== THE TASK ==
Could you write out again the part of the items below that opens with the line containing "Task: point to every instance of the lake" and runs through the last line, both ends included, multiplying every answer coordinate by 2.55 and rounding to the nearest whole number with halves going up? Keep the requests and their sample formats unchanged.

Location identification entries
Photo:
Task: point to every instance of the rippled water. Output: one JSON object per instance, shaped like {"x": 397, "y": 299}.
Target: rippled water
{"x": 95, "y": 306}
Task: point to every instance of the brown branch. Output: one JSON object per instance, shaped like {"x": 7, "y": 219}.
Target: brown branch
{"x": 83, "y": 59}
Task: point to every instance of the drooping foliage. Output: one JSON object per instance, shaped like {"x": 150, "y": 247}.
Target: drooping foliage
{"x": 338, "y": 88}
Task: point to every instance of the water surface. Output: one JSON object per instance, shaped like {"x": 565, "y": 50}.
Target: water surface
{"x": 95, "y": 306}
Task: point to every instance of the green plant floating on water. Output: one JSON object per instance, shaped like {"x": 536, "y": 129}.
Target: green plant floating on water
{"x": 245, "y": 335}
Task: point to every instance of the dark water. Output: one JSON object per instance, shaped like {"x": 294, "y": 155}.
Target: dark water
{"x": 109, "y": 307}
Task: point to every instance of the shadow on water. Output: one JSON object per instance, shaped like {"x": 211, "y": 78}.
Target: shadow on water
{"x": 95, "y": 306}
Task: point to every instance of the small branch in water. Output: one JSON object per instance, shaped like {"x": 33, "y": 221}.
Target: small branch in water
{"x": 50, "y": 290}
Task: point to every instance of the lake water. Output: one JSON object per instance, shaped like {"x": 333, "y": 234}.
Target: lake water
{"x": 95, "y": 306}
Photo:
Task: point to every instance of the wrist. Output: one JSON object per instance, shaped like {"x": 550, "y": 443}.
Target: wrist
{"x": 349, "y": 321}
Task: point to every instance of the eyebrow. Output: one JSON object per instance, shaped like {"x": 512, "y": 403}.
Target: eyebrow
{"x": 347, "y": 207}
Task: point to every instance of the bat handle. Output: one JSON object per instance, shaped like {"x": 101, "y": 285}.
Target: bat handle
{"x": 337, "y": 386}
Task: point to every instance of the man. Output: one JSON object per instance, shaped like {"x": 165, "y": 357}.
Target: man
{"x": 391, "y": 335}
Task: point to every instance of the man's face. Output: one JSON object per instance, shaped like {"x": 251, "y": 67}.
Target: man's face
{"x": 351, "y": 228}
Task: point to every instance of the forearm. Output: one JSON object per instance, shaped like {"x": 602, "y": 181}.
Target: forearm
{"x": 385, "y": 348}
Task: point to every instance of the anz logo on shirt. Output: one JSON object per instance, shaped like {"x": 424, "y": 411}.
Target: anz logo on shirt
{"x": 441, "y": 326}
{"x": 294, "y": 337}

== CORRECT OUTPUT ==
Task: point to every instance of the lake water. Output: one JSON object per instance, shaped like {"x": 333, "y": 234}.
Target: lake water
{"x": 242, "y": 780}
Photo:
Task: point to every instance of the wrist. Output: one JSON object per instance, shaped like {"x": 550, "y": 443}.
Target: wrist
{"x": 890, "y": 819}
Task: point to every instance of the eyebrow. Output: one JSON object per instance, shaped like {"x": 512, "y": 403}.
Target: eyebrow
{"x": 885, "y": 528}
Task: point to every instance of the bat handle. Output: one JSON object per instance, shaped like {"x": 101, "y": 285}.
Target: bat handle
{"x": 859, "y": 984}
Task: point to every instance of the man. Output: one JSON object per instance, shaped like {"x": 165, "y": 357}.
Target: man
{"x": 997, "y": 854}
Task: point to every instance of the man's face. Output: one JSON object per instance, shaped like {"x": 251, "y": 67}.
Target: man's face
{"x": 895, "y": 581}
Task: point to every instance of the forearm. Output: one JSON object per instance, shaped like {"x": 602, "y": 181}.
Target: forearm
{"x": 982, "y": 887}
Task: point to every instance of the anz logo on shirt. Output: one JSON object per instance, shaped like {"x": 424, "y": 411}.
Target: anz logo on shirt
{"x": 1125, "y": 831}
{"x": 750, "y": 859}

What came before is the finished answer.